## Exercise details
Copy the records from the line containing "Mark every instance of the bright" through the end, switching "glare" to "reflection" and leaving everything else as it is. Omit the pictures from your answer.

## Data provided
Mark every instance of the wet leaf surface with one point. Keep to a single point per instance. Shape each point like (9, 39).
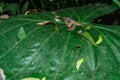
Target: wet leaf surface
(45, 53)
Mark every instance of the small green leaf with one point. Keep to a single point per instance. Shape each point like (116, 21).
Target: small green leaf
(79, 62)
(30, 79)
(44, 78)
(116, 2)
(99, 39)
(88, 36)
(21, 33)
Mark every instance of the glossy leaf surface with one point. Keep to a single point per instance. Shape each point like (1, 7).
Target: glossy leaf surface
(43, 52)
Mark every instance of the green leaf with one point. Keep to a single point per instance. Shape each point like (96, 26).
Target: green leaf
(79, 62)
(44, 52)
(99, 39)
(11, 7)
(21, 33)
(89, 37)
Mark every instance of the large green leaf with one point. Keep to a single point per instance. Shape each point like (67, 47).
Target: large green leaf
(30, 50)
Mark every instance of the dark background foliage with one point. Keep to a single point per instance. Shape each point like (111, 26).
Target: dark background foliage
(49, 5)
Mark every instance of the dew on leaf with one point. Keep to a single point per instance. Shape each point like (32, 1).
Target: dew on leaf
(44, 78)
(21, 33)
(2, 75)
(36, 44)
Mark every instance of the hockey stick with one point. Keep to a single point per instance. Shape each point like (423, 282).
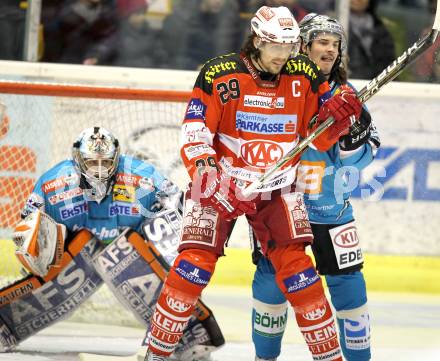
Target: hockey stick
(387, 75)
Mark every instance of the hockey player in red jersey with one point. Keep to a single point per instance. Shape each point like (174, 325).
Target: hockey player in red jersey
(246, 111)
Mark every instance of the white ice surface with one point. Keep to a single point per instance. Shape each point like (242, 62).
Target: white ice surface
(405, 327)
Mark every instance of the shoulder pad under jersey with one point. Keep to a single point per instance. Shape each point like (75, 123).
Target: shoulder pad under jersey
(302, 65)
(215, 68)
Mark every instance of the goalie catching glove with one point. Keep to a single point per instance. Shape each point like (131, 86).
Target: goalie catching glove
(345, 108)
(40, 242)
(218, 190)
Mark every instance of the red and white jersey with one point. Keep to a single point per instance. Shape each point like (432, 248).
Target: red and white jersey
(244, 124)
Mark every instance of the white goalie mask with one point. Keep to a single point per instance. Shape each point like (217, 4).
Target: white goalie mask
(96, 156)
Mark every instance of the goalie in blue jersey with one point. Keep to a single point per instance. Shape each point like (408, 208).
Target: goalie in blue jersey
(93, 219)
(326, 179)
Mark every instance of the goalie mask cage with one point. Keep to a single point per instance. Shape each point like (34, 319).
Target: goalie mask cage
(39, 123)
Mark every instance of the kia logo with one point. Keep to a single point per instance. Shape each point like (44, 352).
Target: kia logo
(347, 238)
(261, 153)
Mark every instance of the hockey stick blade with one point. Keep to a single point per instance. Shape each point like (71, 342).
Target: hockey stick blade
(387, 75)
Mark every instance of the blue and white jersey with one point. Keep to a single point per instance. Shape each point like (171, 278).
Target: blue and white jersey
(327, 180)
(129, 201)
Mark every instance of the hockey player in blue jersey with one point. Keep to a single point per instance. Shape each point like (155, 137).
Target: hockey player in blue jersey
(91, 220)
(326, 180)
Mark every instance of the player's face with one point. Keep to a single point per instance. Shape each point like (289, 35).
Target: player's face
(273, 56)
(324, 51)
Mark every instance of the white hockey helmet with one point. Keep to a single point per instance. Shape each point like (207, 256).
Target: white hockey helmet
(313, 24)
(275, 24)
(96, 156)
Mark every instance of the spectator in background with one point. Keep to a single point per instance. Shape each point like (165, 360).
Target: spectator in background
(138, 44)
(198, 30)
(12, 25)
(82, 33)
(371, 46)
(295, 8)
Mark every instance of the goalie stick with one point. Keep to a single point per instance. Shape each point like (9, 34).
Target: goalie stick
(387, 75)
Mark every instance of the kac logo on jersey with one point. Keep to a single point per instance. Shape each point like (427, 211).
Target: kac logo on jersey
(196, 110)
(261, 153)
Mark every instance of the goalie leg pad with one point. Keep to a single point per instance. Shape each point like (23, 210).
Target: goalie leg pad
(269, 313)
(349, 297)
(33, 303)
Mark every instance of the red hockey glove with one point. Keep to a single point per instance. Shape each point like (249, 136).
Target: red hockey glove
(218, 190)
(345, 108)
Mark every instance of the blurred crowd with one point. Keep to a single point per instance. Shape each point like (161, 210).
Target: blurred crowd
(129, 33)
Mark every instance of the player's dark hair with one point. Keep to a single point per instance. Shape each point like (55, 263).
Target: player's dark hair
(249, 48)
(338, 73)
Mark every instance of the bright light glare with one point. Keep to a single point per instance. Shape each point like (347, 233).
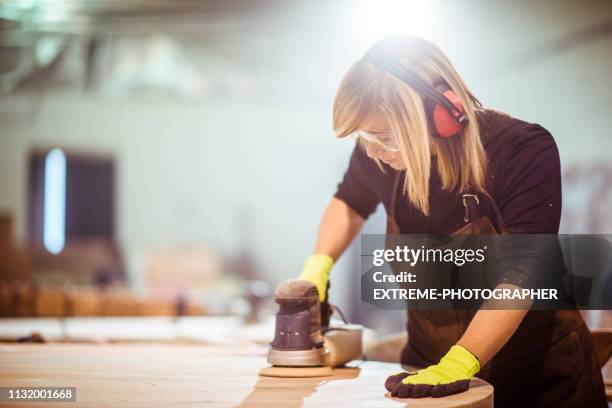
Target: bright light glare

## Correct answer
Mark every instance of the bright light reflection with one point. Keep to a single point per instance. Shape each point like (347, 233).
Target: bright light reflection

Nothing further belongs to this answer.